What this task involves: Your task is to set down the line containing "open palm ->" and every later line of the entries, word for word, including the last.

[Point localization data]
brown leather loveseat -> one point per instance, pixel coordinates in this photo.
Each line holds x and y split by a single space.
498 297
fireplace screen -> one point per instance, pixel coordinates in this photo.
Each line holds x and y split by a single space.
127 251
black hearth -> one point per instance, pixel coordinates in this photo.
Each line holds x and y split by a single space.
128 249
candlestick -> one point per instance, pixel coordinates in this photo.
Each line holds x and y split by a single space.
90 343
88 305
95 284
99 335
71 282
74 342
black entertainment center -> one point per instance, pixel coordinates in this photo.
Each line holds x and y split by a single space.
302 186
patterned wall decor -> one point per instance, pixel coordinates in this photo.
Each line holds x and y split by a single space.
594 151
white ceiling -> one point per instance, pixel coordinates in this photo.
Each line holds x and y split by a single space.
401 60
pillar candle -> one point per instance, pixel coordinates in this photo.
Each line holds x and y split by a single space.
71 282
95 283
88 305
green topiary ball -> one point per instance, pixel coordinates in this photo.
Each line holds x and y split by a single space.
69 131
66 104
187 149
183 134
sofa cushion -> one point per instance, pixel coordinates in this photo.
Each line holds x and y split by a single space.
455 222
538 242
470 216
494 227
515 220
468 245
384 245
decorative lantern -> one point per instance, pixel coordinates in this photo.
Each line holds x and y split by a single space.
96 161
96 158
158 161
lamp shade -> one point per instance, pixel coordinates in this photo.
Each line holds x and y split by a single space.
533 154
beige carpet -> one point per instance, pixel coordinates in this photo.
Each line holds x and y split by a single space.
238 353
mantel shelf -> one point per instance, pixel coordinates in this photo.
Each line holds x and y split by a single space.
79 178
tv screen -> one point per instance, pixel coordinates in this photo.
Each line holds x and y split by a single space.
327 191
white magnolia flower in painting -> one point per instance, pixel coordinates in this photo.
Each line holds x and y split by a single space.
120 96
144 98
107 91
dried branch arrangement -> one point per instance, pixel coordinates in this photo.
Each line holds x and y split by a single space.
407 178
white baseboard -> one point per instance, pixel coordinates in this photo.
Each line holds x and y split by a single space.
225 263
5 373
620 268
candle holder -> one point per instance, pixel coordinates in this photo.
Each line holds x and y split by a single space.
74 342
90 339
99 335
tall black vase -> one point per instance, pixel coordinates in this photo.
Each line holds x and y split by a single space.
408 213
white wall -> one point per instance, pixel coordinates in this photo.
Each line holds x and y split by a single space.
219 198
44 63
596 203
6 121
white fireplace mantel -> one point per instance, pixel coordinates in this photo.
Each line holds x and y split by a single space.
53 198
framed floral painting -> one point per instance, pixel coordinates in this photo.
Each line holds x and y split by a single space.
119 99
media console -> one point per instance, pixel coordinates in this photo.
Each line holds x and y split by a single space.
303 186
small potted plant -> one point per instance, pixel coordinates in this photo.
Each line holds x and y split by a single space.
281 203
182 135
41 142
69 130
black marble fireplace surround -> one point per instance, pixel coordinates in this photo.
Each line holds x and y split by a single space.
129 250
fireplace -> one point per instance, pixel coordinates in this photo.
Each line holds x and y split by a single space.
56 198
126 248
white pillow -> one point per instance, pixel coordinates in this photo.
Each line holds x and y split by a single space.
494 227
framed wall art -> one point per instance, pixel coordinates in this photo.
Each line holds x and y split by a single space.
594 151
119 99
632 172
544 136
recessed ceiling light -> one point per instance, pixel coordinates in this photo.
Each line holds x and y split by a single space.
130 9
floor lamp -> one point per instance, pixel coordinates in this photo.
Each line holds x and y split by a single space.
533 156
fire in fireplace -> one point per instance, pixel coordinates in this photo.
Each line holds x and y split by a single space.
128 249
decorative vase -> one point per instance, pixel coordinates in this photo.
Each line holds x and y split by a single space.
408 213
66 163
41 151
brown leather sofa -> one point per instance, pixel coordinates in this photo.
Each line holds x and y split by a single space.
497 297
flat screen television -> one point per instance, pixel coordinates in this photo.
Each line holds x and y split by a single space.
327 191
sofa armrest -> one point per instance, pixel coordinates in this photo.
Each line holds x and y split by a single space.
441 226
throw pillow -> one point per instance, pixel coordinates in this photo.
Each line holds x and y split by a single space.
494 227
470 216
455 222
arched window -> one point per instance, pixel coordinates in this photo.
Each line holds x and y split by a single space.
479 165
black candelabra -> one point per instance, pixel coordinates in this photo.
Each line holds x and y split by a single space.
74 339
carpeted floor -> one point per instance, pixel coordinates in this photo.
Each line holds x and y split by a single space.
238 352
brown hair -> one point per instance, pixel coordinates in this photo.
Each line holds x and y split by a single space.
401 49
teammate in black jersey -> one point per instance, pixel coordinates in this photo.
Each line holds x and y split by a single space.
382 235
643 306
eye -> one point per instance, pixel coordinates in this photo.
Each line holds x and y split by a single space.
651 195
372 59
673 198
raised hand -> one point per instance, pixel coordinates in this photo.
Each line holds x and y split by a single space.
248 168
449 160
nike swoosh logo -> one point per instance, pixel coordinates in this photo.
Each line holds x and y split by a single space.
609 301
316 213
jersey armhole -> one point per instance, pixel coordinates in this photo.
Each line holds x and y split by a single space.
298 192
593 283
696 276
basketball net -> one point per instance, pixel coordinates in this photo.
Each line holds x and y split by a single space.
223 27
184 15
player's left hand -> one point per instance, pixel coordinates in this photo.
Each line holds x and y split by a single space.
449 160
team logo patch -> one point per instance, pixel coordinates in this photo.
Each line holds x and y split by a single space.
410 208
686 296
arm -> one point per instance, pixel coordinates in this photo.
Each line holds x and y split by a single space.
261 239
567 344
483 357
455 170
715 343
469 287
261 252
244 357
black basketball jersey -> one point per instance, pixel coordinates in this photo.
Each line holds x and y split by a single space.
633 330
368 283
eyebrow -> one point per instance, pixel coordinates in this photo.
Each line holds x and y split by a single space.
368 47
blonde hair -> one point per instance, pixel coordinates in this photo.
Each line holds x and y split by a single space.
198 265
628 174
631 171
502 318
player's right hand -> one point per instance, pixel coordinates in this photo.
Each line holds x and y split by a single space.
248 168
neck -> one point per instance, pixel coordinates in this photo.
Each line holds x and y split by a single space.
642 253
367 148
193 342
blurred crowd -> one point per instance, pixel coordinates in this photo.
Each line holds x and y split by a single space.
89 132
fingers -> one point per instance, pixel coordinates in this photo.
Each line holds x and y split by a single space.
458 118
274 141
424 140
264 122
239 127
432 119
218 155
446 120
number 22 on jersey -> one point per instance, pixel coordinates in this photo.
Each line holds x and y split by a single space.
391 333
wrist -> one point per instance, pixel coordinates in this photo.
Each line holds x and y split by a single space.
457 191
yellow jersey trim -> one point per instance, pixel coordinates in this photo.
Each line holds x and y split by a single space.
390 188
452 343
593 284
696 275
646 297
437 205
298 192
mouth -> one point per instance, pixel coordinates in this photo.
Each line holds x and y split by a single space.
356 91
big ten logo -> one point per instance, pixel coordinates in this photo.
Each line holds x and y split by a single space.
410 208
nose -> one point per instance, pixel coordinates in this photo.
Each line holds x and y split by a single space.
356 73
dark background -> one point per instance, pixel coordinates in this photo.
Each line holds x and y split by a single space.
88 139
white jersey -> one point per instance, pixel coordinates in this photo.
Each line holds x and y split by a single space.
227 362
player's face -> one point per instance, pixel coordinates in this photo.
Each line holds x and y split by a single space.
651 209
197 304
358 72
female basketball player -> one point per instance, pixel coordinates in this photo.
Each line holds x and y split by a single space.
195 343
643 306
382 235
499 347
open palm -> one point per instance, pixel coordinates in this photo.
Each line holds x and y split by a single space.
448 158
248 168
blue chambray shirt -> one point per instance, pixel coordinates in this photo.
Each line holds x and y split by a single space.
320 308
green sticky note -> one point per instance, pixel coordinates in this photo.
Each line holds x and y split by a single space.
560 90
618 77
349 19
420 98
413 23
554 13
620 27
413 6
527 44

Solution to this exercise:
open palm -> one point per instance, pixel coordinates in this photo.
Each line holds x and y split by a single space.
448 158
248 168
blue chambray shirt -> one point per instance, pixel coordinates in this photo.
Each line holds x and y split by a single space.
320 308
green sticky note -> one point per instance, pixel coordinates in this photo.
Each line holds x and y split by a single space.
560 90
618 77
349 19
420 98
413 23
554 13
620 27
413 6
527 44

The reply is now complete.